## What you will do
a - From the Roknolmolk Mosque text, quote everything from "The mosque was added" down to "renovation to 1958.".
b - According to the Roknolmolk Mosque text, why does the mosque have steps for the muezzin to climb onto the roof of the prayer hall? Answer in one to three sentences.
c - In the Roknolmolk Mosque text, how wide is the arch of the main door?

## Text block
★ ★ ★ ★

Iran National Heritage List
- Official name: Roknolmolk Mosque
- Type: Built
- Designated: 15 May 1978
- Reference no.: 1604
- Conservation organization: Cultural Heritage, Handicrafts and Tourism Organization of Iran

= Roknolmolk Mosque =

Twelver Shi'ite mosque in Isfahan, Iran

The Roknolmolk Mosque (مسجد رکن الملک; مسجد ركن الملك), formerly known as the Aksa Mosque, is a Twelver Shi'ite mosque, located in Esfahan, in the province of Isfahan, Iran. Completed in the early part of the 20th century, the mosque was built during the Qajar era and is situated adjacent to the Takht-e Foulad cemetery. It was founded in 1901 and built by and named after Mirza Soleyman Khan Shirazi, who was known as Roknolmolk.

The mosque was added to the Iran National Heritage List on 15 May 1978, administered by the Cultural Heritage, Handicrafts and Tourism Organization of Iran.

== History ==
The mosque was founded in 1901 by Roknolmolk and completed in 1907. In 1914, seven years later, Roknolmolk was buried in an empty room of the mosque. An inscription on the mosque dates the completion of a final renovation to 1958.

== Architecture ==
Made out of bricks, the mosque has two doors and an entrance gate decorated with flower designs. The arch of the main door is approximately 9 m wide. There are steps for the muezzin to climb onto the roof of the prayer hall, as the mosque has no minarets.

★ ★ ★ ★

## Object position labeling items
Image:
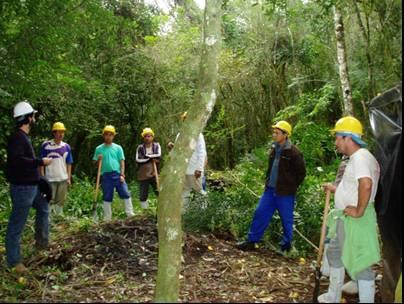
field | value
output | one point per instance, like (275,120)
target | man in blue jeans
(113,172)
(286,172)
(22,172)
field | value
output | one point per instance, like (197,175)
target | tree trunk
(172,177)
(366,36)
(342,62)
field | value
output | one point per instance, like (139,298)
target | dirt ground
(117,262)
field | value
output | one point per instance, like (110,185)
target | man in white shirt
(354,194)
(59,173)
(195,171)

★ ★ ★ ★

## Expected answers
a -
The mosque was added to the Iran National Heritage List on 15 May 1978, administered by the Cultural Heritage, Handicrafts and Tourism Organization of Iran.

== History ==
The mosque was founded in 1901 by Roknolmolk and completed in 1907. In 1914, seven years later, Roknolmolk was buried in an empty room of the mosque. An inscription on the mosque dates the completion of a final renovation to 1958.

b - The mosque has no minarets. The steps let the muezzin climb onto the roof of the prayer hall.

c - Approximately 9 m wide.